» Texto fuente:
..............................
Por Adriana
Márquez
Si te preguntaran: “¿Cómo vivís?”… ¿qué responderías?
Parece una pregunta tan sencilla y sin embargo, ¿qué
nos dice? ¿Sobre qué nos hace mirar?
La última película del director de cine
japonés Hayao Miyasaki está ligada a un libro cuya traducción es “¿Cómo vives?”. El libro fue publicado en
1937 por Genzaburō Yoshino y tuvo
su adaptación en forma de manga en 2017; en cambio, la película no es una adaptación del libro, podría
decirse que éste la “inspiró”.
La obra de Miyasaki,
Kimitachi wa Dō Ikiru ka, fue estrenada en Japón en julio del año
pasado y fue un éxito, superando ampliamente la recaudación y espectadores que
tuvo El viaje de Chihiro, una de sus
películas emblemáticas. En España se presentó como El chico y la garza, acá llega como El niño y la garza.
..............................
» Objetivo A: Indica si cada afirmación coincide con el texto sobre El niño y la garza y respalda cada respuesta, sí o no, con las palabras del texto que la deciden: (i) el libro se publicó en 1937; (ii) la película es una adaptación del libro; (iii) la película se estrenó en Japón en julio.
» Objetivo B: Continúa el texto sobre El niño y la garza a partir de su última oración.

» Datos:
..............................
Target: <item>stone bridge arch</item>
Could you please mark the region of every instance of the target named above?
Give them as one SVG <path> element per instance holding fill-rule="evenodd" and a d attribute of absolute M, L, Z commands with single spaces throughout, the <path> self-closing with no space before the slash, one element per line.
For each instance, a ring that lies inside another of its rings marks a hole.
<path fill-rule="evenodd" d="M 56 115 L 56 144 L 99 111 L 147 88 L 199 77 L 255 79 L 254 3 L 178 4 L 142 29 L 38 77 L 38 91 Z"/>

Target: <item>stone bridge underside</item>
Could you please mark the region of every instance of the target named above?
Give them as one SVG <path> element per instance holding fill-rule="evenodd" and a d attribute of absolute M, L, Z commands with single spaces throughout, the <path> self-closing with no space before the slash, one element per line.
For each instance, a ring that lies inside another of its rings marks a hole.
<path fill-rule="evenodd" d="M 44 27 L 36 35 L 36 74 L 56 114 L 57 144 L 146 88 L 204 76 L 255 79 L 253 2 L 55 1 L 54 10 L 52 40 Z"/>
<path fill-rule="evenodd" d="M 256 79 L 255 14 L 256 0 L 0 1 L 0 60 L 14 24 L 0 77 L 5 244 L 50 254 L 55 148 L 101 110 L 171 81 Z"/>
..............................
» Resultado esperado A:
(i) Sí: «El libro fue publicado en 1937 por Genzaburō Yoshino».
(ii) No: «la película no es una adaptación del libro».
(iii) Sí: «fue estrenada en Japón en julio del año pasado».

» Resultado esperado B:
Y
sin embargo y sobre todo, aunque espero ansiosa verla (se estrena este 11 de
enero en Argentina) lo que me trae aquí a escribir pasa por otro lado: están
leyendo un artículo mío en una revista digital… todo fluye rápido y por medios
muy diversos pero lo que no cambia es que en nuestro hoy lo que no puede faltar
es información. En todo y para todo. Infoxicados fue el término que en algún
momento escuché o leí sobre esto que nos acompaña, indefectiblemente.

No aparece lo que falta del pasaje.